- _Exercise details_
Repeat, exactly and alone, every line from the line that contains "the player embracing" to the end of the entries.
--- Begin Dataset content ---
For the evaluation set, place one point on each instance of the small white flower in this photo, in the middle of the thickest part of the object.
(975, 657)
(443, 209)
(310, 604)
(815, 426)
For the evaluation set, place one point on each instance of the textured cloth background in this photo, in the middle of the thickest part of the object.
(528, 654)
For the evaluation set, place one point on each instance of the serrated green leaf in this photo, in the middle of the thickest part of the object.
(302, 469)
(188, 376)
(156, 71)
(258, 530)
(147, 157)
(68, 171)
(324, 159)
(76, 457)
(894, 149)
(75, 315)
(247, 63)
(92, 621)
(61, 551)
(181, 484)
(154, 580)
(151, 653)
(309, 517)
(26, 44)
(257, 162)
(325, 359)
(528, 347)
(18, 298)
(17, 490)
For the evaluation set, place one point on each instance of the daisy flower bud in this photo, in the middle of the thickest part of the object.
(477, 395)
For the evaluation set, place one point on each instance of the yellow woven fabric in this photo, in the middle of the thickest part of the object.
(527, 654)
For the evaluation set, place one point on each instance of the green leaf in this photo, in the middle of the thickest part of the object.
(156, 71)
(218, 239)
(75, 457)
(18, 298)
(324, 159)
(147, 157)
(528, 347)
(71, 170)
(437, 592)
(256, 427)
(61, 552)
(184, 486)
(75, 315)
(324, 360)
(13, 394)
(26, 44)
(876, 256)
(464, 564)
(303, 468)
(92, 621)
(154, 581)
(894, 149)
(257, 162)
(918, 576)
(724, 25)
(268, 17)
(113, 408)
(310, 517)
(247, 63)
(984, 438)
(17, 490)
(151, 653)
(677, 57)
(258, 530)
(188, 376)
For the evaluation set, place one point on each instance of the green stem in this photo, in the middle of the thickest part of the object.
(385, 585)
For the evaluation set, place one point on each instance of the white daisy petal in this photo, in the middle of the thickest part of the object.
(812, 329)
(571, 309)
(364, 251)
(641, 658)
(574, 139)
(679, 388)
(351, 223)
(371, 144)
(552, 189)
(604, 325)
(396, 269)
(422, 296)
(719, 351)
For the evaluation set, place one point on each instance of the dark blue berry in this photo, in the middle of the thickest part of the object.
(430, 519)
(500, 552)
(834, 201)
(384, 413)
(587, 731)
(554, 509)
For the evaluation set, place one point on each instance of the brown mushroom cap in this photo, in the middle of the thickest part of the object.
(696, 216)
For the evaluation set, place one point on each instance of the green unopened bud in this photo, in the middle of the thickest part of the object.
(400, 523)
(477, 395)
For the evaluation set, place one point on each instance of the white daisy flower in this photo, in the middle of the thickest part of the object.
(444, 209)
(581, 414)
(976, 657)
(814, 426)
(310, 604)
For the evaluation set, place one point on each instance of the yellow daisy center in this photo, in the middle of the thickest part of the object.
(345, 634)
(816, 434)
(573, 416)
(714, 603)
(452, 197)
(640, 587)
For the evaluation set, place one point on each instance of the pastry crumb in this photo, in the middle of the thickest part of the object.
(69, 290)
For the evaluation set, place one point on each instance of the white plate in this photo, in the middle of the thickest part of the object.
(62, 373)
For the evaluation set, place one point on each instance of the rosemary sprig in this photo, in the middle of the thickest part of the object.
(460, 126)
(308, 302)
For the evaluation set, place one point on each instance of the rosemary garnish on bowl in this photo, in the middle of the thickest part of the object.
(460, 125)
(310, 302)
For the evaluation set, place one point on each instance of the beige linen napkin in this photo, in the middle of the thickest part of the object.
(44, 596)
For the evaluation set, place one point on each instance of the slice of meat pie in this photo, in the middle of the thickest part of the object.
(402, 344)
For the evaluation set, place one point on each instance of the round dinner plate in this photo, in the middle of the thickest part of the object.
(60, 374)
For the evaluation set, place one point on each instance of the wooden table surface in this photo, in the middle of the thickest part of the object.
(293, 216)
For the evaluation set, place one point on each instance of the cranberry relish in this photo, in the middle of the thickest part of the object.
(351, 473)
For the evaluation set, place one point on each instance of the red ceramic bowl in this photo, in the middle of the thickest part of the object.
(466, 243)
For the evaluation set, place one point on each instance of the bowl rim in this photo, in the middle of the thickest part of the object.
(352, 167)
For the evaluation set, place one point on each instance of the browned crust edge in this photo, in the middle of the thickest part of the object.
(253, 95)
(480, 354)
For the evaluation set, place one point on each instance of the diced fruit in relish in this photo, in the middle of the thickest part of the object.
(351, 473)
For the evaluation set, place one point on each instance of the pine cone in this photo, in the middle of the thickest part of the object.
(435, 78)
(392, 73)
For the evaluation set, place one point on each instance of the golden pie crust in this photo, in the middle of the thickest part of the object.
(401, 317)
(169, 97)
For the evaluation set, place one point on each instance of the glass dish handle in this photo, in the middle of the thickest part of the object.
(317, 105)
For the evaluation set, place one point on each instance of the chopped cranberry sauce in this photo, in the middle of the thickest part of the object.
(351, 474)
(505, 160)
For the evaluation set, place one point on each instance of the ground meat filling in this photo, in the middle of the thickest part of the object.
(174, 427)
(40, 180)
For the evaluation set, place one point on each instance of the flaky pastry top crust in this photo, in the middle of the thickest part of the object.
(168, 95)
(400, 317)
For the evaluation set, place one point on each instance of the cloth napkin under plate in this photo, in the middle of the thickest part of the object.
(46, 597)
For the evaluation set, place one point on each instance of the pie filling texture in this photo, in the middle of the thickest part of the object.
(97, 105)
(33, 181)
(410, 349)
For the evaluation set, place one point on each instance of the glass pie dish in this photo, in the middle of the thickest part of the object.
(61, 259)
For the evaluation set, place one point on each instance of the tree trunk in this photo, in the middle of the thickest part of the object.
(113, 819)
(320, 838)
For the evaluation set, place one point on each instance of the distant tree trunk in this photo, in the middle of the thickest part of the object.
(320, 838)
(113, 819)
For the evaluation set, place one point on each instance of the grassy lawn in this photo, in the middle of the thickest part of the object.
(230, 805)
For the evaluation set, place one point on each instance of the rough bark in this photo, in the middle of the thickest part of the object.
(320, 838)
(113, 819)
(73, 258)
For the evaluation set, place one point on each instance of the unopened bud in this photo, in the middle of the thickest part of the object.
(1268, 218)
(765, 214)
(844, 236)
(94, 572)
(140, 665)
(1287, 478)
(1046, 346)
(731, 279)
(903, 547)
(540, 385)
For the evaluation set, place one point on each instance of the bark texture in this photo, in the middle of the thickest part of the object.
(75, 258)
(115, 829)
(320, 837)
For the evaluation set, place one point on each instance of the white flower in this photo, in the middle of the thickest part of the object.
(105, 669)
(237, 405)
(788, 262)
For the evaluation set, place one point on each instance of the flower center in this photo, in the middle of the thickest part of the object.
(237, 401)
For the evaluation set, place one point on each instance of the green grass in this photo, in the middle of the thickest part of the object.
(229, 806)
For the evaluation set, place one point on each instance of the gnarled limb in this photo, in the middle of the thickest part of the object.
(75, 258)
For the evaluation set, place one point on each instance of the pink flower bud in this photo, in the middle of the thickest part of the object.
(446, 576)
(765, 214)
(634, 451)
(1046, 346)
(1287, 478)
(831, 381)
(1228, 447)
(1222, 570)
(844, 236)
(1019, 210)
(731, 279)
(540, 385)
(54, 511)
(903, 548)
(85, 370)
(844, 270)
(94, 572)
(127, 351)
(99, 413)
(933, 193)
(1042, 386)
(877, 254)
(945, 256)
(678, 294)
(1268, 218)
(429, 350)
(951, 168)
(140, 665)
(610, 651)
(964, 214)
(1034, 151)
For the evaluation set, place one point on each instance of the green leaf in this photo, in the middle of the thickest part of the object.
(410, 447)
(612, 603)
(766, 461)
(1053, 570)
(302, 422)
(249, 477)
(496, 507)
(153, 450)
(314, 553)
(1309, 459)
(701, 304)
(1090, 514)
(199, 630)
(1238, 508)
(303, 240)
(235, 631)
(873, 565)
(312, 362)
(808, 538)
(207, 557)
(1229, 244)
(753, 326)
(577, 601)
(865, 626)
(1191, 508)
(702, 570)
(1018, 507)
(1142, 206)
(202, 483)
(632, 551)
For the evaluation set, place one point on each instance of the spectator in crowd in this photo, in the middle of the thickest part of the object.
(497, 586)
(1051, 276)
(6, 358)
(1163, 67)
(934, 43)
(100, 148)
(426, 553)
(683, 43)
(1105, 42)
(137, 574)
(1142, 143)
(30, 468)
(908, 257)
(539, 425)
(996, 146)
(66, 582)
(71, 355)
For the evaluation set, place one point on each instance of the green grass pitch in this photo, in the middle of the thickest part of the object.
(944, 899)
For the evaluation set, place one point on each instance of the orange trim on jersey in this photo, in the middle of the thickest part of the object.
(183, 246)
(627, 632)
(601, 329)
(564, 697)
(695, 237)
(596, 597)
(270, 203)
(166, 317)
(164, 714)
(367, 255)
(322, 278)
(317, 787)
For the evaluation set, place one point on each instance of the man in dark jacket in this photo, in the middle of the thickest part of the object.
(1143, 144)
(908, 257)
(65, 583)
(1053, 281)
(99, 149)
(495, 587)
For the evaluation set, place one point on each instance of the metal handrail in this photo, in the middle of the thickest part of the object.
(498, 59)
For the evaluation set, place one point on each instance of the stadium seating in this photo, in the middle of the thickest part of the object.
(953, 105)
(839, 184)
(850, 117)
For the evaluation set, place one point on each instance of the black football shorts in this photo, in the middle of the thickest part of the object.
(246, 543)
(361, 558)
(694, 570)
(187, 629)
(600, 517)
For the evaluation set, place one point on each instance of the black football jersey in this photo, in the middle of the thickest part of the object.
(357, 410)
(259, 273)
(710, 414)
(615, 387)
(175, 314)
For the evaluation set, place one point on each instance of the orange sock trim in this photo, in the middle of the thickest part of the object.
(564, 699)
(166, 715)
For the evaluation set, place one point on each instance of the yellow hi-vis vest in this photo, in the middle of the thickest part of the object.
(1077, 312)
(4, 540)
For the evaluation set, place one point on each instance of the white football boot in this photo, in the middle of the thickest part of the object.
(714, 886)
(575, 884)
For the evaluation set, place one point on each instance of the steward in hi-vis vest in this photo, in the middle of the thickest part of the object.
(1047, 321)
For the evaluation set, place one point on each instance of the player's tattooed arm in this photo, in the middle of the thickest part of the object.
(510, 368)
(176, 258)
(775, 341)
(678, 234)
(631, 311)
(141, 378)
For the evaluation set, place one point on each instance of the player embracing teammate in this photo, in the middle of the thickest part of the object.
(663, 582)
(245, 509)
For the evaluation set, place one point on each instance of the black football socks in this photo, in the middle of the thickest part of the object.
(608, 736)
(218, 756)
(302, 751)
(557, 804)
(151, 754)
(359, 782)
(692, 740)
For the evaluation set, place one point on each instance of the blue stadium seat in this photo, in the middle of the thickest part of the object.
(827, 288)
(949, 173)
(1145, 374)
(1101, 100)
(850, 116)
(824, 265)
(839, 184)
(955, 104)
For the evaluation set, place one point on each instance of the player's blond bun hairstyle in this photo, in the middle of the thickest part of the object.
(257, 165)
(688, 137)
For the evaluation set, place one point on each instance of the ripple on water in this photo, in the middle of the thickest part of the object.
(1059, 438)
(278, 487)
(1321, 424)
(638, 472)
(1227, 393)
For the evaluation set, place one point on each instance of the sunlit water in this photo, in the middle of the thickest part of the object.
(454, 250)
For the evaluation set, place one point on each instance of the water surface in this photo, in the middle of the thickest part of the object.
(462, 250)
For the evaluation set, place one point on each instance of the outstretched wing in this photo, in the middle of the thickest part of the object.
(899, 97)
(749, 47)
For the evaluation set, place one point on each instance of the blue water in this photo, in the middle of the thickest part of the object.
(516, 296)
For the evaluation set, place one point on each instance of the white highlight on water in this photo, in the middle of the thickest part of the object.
--- End Dataset content ---
- _Solution to the problem_
For the evaluation set, place one point on each instance of the player embracing teammate in this photo, in the middle of the thickest part of the object.
(663, 582)
(245, 509)
For the evaluation set, place one point on each instance of the black football socks in this photo, in the middle of the thickest part of the object.
(608, 736)
(218, 756)
(302, 751)
(557, 804)
(151, 754)
(359, 782)
(692, 740)
For the evaluation set, place one point on each instance of the blue stadium seat in this photo, in the middle of the thickest part of the object.
(827, 288)
(949, 173)
(1145, 374)
(1101, 100)
(850, 116)
(824, 265)
(839, 184)
(955, 104)
For the evaluation set, place one point on each instance of the player's blond bun hairstyle in this photo, in the middle of the thickest part of the object.
(257, 165)
(688, 137)
For the evaluation set, place one point on each instance of the ripple on water in this photo, in the middle of the thickest part of the object.
(1059, 438)
(278, 487)
(1321, 424)
(638, 472)
(1227, 393)
For the evaluation set, place one point on each instance of the sunlit water in this photo, in the middle of the thickest part of the object.
(454, 250)
For the evaluation set, place one point on each instance of the water surface in this photo, in the middle of the thickest part of the object.
(462, 250)
For the evaluation set, place one point on each instance of the outstretched wing in this photo, in the middle of the thickest part of the object.
(899, 97)
(749, 47)
For the evaluation set, place one point on each instance of the blue water in this photo, in the middle of the thickest part of the object.
(516, 296)
For the evaluation set, place one point on each instance of the white highlight on water in this photo, in the middle of the thickest part of the object.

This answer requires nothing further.